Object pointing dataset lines
════
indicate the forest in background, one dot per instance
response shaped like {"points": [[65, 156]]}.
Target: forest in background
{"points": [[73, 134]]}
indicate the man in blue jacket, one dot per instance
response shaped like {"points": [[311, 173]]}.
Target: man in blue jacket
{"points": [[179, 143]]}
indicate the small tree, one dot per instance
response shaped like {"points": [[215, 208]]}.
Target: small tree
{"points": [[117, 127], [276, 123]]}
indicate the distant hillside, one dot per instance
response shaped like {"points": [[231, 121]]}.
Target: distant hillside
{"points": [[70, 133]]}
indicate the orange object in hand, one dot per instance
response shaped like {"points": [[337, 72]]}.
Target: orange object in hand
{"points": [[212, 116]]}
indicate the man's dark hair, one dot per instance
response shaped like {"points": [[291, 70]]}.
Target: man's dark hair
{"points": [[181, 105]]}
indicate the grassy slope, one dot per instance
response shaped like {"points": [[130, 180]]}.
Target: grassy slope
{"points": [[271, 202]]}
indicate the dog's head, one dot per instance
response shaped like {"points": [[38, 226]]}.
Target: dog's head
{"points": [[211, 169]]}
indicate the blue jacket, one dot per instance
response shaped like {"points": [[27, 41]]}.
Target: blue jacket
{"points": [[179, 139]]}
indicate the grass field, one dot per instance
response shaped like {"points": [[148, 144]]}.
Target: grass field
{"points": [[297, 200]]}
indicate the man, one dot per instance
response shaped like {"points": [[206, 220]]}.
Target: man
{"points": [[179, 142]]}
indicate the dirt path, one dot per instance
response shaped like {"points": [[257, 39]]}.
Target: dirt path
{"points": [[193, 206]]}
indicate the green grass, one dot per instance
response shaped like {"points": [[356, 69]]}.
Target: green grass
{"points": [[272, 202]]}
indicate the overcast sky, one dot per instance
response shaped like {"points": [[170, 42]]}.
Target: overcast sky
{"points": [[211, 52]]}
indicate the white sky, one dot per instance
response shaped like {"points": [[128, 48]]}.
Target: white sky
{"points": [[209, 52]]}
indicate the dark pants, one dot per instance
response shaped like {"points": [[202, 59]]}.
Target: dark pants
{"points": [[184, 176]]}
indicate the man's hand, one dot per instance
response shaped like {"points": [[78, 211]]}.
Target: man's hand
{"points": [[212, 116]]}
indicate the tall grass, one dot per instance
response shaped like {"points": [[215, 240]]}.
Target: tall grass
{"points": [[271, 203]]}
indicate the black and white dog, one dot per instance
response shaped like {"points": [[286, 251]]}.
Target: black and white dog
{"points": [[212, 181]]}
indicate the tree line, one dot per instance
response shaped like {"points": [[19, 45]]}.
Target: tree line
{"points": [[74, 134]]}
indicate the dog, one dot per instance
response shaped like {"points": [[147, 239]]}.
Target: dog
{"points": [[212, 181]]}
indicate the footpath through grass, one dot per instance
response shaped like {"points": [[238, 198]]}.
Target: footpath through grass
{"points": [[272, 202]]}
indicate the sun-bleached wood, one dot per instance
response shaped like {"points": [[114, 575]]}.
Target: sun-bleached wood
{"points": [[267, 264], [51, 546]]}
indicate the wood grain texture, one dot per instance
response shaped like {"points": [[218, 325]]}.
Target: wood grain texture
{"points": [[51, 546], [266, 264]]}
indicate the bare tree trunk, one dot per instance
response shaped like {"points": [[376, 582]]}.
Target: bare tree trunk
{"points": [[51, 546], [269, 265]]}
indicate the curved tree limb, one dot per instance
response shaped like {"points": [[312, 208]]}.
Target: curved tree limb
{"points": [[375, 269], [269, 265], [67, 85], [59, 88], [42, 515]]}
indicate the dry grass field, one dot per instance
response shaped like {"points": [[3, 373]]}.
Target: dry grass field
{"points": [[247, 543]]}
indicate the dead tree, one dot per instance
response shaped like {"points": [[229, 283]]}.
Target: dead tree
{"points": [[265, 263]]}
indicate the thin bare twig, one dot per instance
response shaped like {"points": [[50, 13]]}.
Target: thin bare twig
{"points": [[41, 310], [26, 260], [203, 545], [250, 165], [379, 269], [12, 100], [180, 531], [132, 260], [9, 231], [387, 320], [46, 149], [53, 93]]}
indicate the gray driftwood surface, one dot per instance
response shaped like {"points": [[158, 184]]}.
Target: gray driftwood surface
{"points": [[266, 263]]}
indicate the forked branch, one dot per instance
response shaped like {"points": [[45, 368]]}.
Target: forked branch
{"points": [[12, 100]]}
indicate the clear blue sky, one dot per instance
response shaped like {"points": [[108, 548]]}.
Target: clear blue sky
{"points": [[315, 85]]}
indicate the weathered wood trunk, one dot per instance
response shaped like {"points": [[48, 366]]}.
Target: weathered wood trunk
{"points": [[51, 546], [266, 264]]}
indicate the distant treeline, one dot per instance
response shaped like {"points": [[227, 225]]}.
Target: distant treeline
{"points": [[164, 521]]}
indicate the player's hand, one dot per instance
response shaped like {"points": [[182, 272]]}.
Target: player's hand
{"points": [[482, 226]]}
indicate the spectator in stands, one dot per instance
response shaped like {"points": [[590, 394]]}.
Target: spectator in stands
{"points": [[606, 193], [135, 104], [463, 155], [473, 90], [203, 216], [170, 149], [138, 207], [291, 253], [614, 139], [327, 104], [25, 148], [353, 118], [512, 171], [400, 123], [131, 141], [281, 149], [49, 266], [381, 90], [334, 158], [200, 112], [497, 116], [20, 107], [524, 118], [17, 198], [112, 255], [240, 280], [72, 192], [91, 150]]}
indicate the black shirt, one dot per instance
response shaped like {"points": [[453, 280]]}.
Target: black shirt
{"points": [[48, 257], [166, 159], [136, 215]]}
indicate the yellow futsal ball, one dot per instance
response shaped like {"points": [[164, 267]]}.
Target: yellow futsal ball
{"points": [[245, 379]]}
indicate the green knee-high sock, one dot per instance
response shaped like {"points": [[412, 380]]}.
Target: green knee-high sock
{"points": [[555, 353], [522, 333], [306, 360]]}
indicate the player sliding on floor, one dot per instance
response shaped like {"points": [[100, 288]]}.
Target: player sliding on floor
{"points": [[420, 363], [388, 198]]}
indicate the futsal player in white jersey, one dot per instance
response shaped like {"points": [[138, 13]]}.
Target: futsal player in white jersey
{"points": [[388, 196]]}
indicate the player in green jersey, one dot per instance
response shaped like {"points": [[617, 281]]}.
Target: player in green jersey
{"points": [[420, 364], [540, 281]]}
════
_AIM OF THE TASK_. Copy out every line from the one containing "indicate the player sliding" through the final line, inclusive, requests and all. Scale each coordinate in the answers by 1.7 and round to whole numbers, halves up, leaving the numbers in the requests and their format samples unchanged.

_RESPONSE FOR THIS EXERCISE_.
indicate the player sliding on floor, one dot per instance
response shaped like {"points": [[100, 288]]}.
Target: player sliding on floor
{"points": [[714, 617], [660, 337]]}
indicate the futsal player in white jersey, one dot per instance
response shaped like {"points": [[138, 13]]}.
Target: futsal player in white jersey
{"points": [[660, 333]]}
indicate the player in green jersey, one dot per instance
response shaped like {"points": [[617, 281]]}.
Target: player in green jersey
{"points": [[714, 619], [918, 478]]}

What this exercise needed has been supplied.